▶ Required work:
List every kind of agricultural producer named in the Thanksgiving column below.

▶ Source:
--- begin ---

Ed Usset, Marketing specialist

November 22, 2013

3 Min Read

Thanksgiving is our holiday – a holiday celebrating agriculture. The Pilgrims and Native Americans did not gather to give thanks for the latest iPhone or a new fall fashion line. They gathered to celebrate a bountiful harvest, and the food that would sustain them in the winter ahead. Today we should be thankful for the same. This year, however, I add one more item to our thankful list: I think we should be thankful for another Golden Age of Agriculture.

“Another” implies there must have been a first. To find the first Golden Age of Agriculture, go back 100 years to the decade leading up to the First World War. A website dedicated to the Northern Great Plains described the first Golden Age of Agriculture as a time when “the average gross income of farms more than doubled, and the value of these farms more than tripled.” Hmm. That sounds like a spot-on observation of our own recent history. I see one big difference with the first Golden Age. Today’s Golden Age is high times for grain producers, but livestock and dairy producers were not invited to the party.

--- end ---

▶ Supplied records:
--- begin ---

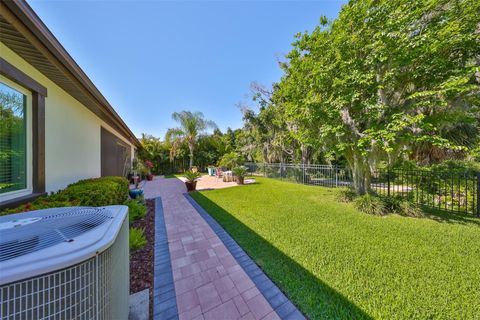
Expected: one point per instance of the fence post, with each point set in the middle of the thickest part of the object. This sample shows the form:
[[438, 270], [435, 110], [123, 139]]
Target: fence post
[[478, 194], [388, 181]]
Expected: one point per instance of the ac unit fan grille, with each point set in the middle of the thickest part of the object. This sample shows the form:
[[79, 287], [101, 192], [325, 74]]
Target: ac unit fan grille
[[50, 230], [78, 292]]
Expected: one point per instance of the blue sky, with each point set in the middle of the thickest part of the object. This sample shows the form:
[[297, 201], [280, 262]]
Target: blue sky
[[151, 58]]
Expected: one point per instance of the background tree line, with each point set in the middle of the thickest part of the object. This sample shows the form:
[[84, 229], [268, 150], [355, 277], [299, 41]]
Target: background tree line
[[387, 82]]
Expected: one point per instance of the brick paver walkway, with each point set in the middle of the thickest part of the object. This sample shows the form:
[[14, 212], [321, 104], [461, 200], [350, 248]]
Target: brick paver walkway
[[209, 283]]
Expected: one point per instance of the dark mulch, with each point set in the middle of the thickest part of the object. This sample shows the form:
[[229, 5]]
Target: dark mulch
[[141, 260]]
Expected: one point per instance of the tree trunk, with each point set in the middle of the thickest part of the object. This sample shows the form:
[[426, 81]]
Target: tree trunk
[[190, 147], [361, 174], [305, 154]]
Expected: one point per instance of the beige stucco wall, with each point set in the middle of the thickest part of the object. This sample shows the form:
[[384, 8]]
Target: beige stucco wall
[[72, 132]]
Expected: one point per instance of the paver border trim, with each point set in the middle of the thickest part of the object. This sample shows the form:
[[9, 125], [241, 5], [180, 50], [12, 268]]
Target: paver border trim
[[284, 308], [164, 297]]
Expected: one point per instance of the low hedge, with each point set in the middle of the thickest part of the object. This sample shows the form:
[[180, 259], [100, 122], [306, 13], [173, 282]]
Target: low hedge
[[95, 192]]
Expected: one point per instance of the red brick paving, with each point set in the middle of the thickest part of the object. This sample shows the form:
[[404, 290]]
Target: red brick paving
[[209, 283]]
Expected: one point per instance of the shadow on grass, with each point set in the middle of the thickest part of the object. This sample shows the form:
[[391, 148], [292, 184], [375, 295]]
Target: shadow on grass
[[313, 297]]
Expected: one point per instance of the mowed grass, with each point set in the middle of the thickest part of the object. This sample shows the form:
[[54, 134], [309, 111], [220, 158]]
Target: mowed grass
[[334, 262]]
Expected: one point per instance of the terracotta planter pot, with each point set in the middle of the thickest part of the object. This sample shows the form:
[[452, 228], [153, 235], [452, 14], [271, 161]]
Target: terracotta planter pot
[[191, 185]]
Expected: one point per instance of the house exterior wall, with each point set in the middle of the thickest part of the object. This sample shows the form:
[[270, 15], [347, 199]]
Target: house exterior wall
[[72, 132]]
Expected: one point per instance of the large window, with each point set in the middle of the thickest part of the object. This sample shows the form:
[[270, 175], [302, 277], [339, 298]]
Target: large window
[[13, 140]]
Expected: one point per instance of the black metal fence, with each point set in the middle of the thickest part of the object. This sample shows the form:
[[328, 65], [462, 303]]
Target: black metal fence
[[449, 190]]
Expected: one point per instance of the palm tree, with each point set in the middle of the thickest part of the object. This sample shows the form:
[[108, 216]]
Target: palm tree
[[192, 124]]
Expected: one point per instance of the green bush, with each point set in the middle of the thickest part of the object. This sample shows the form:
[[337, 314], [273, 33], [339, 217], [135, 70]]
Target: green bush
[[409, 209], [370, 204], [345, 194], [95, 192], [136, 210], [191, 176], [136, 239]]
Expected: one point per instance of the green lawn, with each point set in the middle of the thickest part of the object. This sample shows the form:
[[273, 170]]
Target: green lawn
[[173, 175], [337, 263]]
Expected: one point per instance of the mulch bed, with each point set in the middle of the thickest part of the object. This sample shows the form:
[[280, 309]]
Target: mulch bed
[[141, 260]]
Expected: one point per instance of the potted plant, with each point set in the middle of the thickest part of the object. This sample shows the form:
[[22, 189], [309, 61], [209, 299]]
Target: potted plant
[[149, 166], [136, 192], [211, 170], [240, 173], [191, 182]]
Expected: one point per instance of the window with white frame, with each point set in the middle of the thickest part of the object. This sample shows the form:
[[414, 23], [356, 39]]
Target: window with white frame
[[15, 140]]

--- end ---

▶ Task solution:
- Grain producers
- Livestock producers
- Dairy producers